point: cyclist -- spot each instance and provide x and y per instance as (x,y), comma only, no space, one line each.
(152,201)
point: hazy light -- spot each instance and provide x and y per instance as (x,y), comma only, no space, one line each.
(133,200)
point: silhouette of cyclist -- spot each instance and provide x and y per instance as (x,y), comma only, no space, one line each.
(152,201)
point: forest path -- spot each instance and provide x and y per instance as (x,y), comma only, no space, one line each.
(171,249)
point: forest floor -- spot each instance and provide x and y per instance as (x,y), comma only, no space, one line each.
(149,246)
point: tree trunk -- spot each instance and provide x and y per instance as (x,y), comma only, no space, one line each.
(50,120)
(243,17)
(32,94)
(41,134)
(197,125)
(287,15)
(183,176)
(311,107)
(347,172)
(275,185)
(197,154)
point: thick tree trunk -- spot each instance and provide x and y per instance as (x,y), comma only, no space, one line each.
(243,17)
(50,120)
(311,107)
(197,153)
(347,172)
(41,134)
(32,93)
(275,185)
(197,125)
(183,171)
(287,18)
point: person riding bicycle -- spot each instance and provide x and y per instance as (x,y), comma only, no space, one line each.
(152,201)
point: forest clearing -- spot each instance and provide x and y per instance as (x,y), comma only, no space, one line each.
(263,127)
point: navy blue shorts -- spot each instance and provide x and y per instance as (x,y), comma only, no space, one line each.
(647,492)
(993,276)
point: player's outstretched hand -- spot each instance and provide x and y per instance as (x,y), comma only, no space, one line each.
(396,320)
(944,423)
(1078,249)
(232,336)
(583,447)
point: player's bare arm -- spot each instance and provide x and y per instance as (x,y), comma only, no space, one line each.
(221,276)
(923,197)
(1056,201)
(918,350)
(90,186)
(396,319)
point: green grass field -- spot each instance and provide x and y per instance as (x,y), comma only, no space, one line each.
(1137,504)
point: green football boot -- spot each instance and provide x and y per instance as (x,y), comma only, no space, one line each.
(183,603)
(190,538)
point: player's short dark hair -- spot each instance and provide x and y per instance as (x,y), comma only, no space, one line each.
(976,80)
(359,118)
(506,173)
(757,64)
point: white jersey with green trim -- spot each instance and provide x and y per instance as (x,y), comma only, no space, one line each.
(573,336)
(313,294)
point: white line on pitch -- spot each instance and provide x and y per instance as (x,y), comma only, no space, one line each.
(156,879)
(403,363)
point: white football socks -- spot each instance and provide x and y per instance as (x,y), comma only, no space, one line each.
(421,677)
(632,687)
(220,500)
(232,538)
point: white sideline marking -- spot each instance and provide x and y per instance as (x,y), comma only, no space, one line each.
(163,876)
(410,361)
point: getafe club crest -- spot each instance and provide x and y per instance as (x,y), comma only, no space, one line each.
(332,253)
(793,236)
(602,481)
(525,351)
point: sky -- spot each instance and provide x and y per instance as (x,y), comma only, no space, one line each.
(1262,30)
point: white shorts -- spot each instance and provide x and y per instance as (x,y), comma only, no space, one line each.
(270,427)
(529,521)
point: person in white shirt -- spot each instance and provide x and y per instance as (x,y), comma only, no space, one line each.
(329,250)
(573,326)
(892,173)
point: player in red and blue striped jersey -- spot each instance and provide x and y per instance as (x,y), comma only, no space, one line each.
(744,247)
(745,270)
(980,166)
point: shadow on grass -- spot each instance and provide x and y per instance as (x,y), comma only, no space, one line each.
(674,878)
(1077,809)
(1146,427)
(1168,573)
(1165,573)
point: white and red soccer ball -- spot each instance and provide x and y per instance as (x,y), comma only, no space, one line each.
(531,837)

> TASK BRIEF: Convert all of the data above into a two-column Markdown table headed Row and Line, numbering each line in order and leaving out blank lines.

> EXERCISE OUTPUT:
| Row | Line |
|---|---|
| 1 | point: cyclist -- spot each instance and provide x and y per instance as (x,y), comma only, no space, one line each. |
| 2 | (152,201) |
| 3 | point: hazy light -- spot each instance and provide x and y per instance as (x,y), comma only, no space, one line each. |
| 4 | (133,200) |
| 5 | point: silhouette of cyclist -- spot each instance and provide x and y per instance as (x,y), comma only, no space, one line each. |
| 6 | (152,201) |
| 7 | point: forest path -- spot each instance and provide x and y per instance as (x,y), comma only, no space, one line each. |
| 8 | (171,249) |
| 9 | point: forest floor -- spot each instance and provide x and y per instance as (x,y), comma only, no space, one line each. |
| 10 | (149,246) |
| 11 | point: tree trunk -- spot each instance and provide x and y per instance as (x,y), comma only, no space, one line each. |
| 12 | (50,120) |
| 13 | (243,17) |
| 14 | (32,94) |
| 15 | (41,134) |
| 16 | (197,125) |
| 17 | (287,15) |
| 18 | (183,176) |
| 19 | (311,107) |
| 20 | (347,172) |
| 21 | (275,185) |
| 22 | (197,154) |
| 23 | point: thick tree trunk -- spot each instance and provide x and y per instance as (x,y), comma only, no space, one line each. |
| 24 | (243,17) |
| 25 | (50,120) |
| 26 | (311,107) |
| 27 | (197,153) |
| 28 | (347,172) |
| 29 | (41,134) |
| 30 | (32,93) |
| 31 | (275,185) |
| 32 | (197,125) |
| 33 | (183,171) |
| 34 | (287,18) |
| 35 | point: person riding bicycle -- spot each instance and provide x and y per instance as (x,y), comma only, no space, one line each. |
| 36 | (152,201) |
| 37 | point: forest clearing -- spot each instance and provide x and y per instance as (x,y), comma only, no space, one line each. |
| 38 | (263,127) |
| 39 | point: navy blue shorts -- spot each instance and provide x and y per instance as (x,y), comma only, no space, one line each. |
| 40 | (647,492) |
| 41 | (993,276) |
| 42 | point: player's outstretched hand -- spot each instance and provide x and y per instance as (x,y), comma only, no space, one line each. |
| 43 | (396,320) |
| 44 | (944,423) |
| 45 | (1078,249) |
| 46 | (232,336) |
| 47 | (583,447) |
| 48 | point: player's bare arm -- spot each instance and provide x and y per instance as (x,y), comma only, no space, one line each. |
| 49 | (221,276) |
| 50 | (923,197) |
| 51 | (1056,201) |
| 52 | (918,350) |
| 53 | (90,186) |
| 54 | (396,319) |
| 55 | point: green grass field -- spot each instance and provide x and y per instance as (x,y), comma only, no space, one line each. |
| 56 | (1137,504) |
| 57 | point: green football boot -- spot each instance and provide x and y per instance as (x,y), comma only, no space, one line each. |
| 58 | (183,603) |
| 59 | (190,538) |
| 60 | point: player's short dark hair -- spot each instance and provide x and y per instance as (x,y), comma only, no space, one line each. |
| 61 | (976,80) |
| 62 | (359,118) |
| 63 | (506,173) |
| 64 | (757,64) |
| 65 | point: white jersey with green trim -- spot each instance and provide x and y per instance as (x,y), comma only, no space, one line each. |
| 66 | (573,336) |
| 67 | (313,294) |
| 68 | point: white line on pitch -- spot each instance and provide x and y per instance as (x,y), comma only, no space, one line each. |
| 69 | (156,879) |
| 70 | (403,363) |
| 71 | point: white football socks -- spot each instance and provide x and y per instance as (x,y), comma only, no space, one line each. |
| 72 | (421,677) |
| 73 | (632,687) |
| 74 | (220,500) |
| 75 | (232,538) |
| 76 | point: white sideline marking -- spot each instance and provide x and y per instance as (x,y), comma only, no space, one line each. |
| 77 | (163,876) |
| 78 | (410,361) |
| 79 | point: getafe club crest -- spot each instance and provide x and y per instance as (x,y), comma only, no space, one line each. |
| 80 | (332,253) |
| 81 | (793,236) |
| 82 | (602,481) |
| 83 | (525,351) |
| 84 | point: sky -- spot each instance and provide x and y per instance as (x,y), comma only, no space, one line each. |
| 85 | (1262,30) |
| 86 | point: white shorts -- spot each instance and provide x and y per instance as (x,y), comma only, no space, one line each. |
| 87 | (270,427) |
| 88 | (529,521) |
| 89 | point: person in white shirt -- spot each instance and provide x and y per instance as (x,y), comma only, no space, one line each. |
| 90 | (329,250) |
| 91 | (573,326) |
| 92 | (892,173) |
| 93 | point: player in red and blue striped jersey -- spot each instance and provide x and y per instance as (x,y), comma only, no space, one line each. |
| 94 | (744,247) |
| 95 | (745,270) |
| 96 | (980,166) |
| 97 | point: shadow on grass -- spot each instance and provide x and y per instance as (x,y), comma only, no space, one line each. |
| 98 | (674,878) |
| 99 | (1077,809) |
| 100 | (1146,427) |
| 101 | (1168,573) |
| 102 | (1165,573) |
| 103 | point: white and red soccer ball -- spot each instance and provide x and y per instance as (x,y), comma only, no space, one line each. |
| 104 | (531,837) |